━━ EXCERPT PROVIDED

I soak mine in sodium percarbonate to wash them, rinse and drain. Then a quick dip in acidified bleach solution and drip-dry. Then just before use they get rinsed with Idophor or StarSan.


----------



## waggastew (1/4/12)

I used to be pretty lax with my sanitation regime with my PET's. A couple of brews that were a bit funny taught me to take care. Current regime is:

1. After pouring beer, I rinse the bottle a few times with tap water and invert until dry. Stored in the garage until bottling day.
2. On the day of bottling I soak my bottles in napisan solution for 1/2 hour
3. Drain the napisan mix and then soak in a weak solution of bleach
4. Drain the bleach mix and rinse each bottle with a few changes of water running from the tap (i usually give em a shake)
5. All bottles get a few squirts of Starsan and left for 5 mins
6. Excess starsan tipped out and then prime as normal

One thing I have done for the last 8 brews is use brand new PET caps everytime. They are not expensive and I think the lids are a potential source of problems due to the small plastic disc in the top. When using the new PET caps I give them a quick spray with starsan as well.


----------



## HaveFun (1/4/12)

i user a Hydrogen Peroxide and Peracetic Acid solution.. thats works well..

cheers stefan
mandurah


----------



## pete6 (1/4/12)

similar to above with PET bottles - never had any problems in my 12 or so brews.

━━━━

> _SET TASKS_
1. Does the thread on sanitizing bottles agree with each statement below? For each, answer yes or no and quote the deciding words from the thread.
(a) waggastew soaks the bottles in napisan solution for half an hour on bottling day.
(b) waggastew reuses the same PET caps from brew to brew.
(c) The Starsan is left in the bottles for 10 minutes.
2. In the thread on sanitizing bottles, what kind of solution does HaveFun use?

━━ DATASET EXTRACT

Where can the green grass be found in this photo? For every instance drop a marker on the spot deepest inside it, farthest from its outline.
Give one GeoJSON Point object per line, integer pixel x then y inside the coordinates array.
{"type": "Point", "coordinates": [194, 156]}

━━━━

> _SOLUTIONS FOR EACH TASK_
1.
(a) Yes: "On the day of bottling I soak my bottles in napisan solution for 1/2 hour"
(b) No: "use brand new PET caps everytime"
(c) No: "All bottles get a few squirts of Starsan and left for 5 mins"

2. A hydrogen peroxide and peracetic acid solution.